_READING PASSAGE_
━━━━━━━━

Here's my little "guide" of sorts. Excuse me if I've dumbed it down too much, but I'm assuming you know nothing about this stuff.


First thing's first: you don't absolutely HAVE to record MIDI. You could use your computer just like you used to use your 24 track recorder, working with audio only (I'm assuming you at least know the difference between audio and midi signals, but if not, the link above explains it...). In this case, you'd really only need a couple things:


First, you'd need an audio interface. Audio interfaces essentially do what a computer's sound card does: interface audio inside the computer with the outside world. Thus, they have audio input(s) which allow you to bring in audio from a mic or instrument, and outputs which allow you to send to audio to speakers or headphones. So why not just use your computer's soundcard? There are many reasons; the most obvious being: laptops typically only have one small 1/8" input for plugging up a cheap microphone, and one 1/8" output for connecting earphones. Audio interfaces on the other hand will have 1/4" inputs and outputs for connnecting professional instruments and speakers, XLR connections for studio quality mics, etc. Audio interfaces (especially prosumer level units designed for home use) typically connect to the computer via either USB or Firewire, and the audio is sent to and from the computer digitally on this single cable. Note that some newer keyboards have audio interfaces built into them, in which case you'd just plug a USB cable directly from the keyboard to the computer.


Second, you need some sort of software. Once you start looking into this stuff, you'll undoubtedly hear the term "DAW." That's a Digital Audio Workstation. It's just a fancy way of describing a software platform that let's you record audio and midi, manipulate it in a zillion ways, set up software instruments that you can trigger via midi, etc. Basically it does what your Fantom's onboard sequencer does, just exponentially more powerful and versatile. The good news is that there are some good free programs nowadays, and if I'm not mistaken (never had a Mac), Macs come with one when you buy them (Garageband?).


And that's it really. You'd plug your Fantom's 1/4" outputs into the audio interfaces 1/4" inputs, hit record in the DAW/software, and you're off.

━━━━━━━━

_DATASET EXCERPTS_
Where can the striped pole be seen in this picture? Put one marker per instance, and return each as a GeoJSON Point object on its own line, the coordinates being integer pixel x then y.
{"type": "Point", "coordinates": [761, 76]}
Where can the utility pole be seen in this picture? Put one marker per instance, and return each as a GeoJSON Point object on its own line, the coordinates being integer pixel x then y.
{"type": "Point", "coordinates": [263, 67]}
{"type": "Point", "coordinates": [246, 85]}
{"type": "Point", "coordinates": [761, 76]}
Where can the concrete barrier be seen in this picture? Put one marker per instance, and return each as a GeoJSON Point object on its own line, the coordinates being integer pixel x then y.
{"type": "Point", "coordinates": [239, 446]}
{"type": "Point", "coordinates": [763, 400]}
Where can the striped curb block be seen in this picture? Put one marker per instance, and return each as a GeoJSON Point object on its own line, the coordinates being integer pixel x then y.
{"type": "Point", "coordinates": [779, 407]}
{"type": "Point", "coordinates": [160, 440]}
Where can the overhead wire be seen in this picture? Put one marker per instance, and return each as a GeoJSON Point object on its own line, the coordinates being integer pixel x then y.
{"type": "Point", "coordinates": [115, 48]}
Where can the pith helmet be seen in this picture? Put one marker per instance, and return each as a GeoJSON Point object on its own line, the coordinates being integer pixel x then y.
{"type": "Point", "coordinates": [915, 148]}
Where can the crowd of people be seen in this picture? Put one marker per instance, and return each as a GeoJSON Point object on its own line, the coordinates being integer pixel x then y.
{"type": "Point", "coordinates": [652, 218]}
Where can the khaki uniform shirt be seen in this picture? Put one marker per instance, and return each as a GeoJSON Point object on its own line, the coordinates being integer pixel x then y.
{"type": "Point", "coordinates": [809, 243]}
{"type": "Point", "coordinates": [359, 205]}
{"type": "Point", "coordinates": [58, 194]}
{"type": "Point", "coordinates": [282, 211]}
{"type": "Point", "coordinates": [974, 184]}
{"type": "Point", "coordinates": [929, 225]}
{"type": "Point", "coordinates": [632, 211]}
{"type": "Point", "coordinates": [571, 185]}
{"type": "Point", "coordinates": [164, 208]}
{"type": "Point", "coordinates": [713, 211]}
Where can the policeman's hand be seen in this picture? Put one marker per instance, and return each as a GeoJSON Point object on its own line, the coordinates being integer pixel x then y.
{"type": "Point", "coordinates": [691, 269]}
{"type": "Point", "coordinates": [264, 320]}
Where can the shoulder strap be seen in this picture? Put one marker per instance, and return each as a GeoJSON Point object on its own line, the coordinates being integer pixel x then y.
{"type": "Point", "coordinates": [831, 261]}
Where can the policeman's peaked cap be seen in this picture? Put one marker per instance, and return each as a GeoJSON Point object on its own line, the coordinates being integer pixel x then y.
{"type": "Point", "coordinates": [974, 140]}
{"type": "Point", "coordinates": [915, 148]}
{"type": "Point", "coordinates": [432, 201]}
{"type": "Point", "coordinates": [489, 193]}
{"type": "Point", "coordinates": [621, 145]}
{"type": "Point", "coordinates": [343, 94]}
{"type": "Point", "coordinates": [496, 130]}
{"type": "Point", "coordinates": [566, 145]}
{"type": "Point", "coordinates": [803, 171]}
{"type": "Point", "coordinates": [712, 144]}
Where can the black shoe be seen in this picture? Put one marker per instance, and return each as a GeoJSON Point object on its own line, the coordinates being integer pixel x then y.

━━━━━━━━

_STATED TASK 1_
According to the recording guide, how do prosumer audio interfaces typically connect to the computer?
_STATED TASK 2_
In the recording guide, take the part that opens with "Second, you need" and closes with "and you're off.", and write it out again with "Fantom's" renamed to "keyboard's" throughout.

_SOLUTION 1_
They connect through either USB or Firewire.

_SOLUTION 2_
Second, you need some sort of software. Once you start looking into this stuff, you'll undoubtedly hear the term "DAW." That's a Digital Audio Workstation. It's just a fancy way of describing a software platform that let's you record audio and midi, manipulate it in a zillion ways, set up software instruments that you can trigger via midi, etc. Basically it does what your keyboard's onboard sequencer does, just exponentially more powerful and versatile. The good news is that there are some good free programs nowadays, and if I'm not mistaken (never had a Mac), Macs come with one when you buy them (Garageband?).


And that's it really. You'd plug your keyboard's 1/4" outputs into the audio interfaces 1/4" inputs, hit record in the DAW/software, and you're off.